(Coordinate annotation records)
+++++
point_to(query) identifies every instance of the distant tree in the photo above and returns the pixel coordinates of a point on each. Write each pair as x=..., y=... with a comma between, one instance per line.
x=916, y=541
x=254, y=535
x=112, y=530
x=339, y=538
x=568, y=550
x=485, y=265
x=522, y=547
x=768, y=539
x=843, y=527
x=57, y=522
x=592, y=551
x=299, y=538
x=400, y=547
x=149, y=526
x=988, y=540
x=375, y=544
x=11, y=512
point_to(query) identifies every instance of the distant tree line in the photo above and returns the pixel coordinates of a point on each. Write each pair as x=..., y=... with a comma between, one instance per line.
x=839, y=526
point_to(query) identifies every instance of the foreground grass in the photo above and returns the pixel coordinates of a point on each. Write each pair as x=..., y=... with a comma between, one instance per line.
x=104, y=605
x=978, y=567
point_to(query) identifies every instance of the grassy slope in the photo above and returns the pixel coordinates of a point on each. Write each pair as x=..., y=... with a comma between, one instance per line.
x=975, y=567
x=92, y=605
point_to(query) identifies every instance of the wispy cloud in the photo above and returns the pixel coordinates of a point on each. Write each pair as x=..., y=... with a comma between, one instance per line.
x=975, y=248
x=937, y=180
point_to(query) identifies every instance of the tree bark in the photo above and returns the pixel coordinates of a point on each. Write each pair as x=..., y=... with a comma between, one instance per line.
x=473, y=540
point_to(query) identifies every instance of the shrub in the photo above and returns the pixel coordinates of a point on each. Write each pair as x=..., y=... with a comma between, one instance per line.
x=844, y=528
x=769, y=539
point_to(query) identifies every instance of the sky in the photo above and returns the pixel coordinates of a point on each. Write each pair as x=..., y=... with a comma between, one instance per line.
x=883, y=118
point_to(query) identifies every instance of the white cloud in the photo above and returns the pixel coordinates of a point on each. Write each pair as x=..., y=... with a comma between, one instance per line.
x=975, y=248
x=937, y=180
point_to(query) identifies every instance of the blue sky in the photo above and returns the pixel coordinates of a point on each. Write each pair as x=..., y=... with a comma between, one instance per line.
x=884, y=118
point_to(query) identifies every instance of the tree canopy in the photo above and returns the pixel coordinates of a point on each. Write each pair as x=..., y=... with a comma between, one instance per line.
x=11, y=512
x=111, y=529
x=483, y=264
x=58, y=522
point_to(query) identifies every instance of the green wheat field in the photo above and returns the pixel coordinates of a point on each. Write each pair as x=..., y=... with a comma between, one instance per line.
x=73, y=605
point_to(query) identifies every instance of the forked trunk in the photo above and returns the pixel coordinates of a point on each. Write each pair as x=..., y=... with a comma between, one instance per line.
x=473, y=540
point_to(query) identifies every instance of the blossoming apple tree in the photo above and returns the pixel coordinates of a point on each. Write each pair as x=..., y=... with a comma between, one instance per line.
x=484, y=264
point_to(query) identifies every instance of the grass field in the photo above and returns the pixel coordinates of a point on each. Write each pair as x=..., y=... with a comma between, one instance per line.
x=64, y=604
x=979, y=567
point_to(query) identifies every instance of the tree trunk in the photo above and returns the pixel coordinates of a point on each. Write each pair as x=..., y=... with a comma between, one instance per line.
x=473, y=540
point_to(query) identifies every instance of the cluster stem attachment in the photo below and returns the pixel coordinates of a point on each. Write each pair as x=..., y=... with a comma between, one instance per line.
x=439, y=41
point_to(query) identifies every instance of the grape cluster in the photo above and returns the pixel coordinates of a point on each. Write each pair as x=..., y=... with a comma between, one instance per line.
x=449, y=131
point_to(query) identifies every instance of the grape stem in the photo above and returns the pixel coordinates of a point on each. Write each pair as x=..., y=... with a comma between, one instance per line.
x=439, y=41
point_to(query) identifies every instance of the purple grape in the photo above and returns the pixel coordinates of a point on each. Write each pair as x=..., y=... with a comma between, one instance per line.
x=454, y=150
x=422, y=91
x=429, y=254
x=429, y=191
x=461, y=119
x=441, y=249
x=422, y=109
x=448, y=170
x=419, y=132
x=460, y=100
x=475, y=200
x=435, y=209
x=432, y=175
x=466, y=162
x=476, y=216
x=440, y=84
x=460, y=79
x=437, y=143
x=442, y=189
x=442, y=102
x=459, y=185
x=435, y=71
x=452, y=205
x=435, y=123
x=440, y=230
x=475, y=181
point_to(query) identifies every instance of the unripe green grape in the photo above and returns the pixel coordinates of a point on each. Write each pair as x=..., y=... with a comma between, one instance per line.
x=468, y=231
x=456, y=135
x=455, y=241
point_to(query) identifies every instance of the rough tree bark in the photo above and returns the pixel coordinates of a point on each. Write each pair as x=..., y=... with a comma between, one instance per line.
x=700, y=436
+++++
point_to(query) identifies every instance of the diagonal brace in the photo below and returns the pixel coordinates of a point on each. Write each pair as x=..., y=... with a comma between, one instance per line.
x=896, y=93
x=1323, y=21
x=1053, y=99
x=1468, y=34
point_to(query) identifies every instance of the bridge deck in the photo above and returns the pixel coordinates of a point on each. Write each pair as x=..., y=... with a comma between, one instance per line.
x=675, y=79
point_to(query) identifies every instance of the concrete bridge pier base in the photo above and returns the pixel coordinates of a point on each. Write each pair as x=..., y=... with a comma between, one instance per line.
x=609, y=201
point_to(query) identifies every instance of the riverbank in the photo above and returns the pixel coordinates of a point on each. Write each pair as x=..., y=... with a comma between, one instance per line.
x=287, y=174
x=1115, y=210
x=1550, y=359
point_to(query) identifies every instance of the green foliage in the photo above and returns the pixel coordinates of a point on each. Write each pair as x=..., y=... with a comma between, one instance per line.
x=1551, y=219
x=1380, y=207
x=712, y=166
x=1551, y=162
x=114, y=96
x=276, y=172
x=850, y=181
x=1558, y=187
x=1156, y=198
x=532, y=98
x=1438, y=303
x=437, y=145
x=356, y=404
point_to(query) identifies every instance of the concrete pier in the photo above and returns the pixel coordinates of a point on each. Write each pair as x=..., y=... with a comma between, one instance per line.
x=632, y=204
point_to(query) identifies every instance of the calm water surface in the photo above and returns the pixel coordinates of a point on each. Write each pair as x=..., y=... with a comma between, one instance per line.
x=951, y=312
+++++
_Direction_:
Which lines in the records contain the string "distant"? List each such line in full, counting only matches with the same capitalization.

_The answer_:
point_to(query) identifies every instance of the distant tree in the photo above and returns the pixel coordinates of a point on each. Write each pair as x=..., y=... with a comma between, one instance per line.
point_to(query) identifies every instance of the distant tree line in the photo above and returns the pixel coordinates of a point on each. Write each pair as x=..., y=... with a comma between, one instance per line.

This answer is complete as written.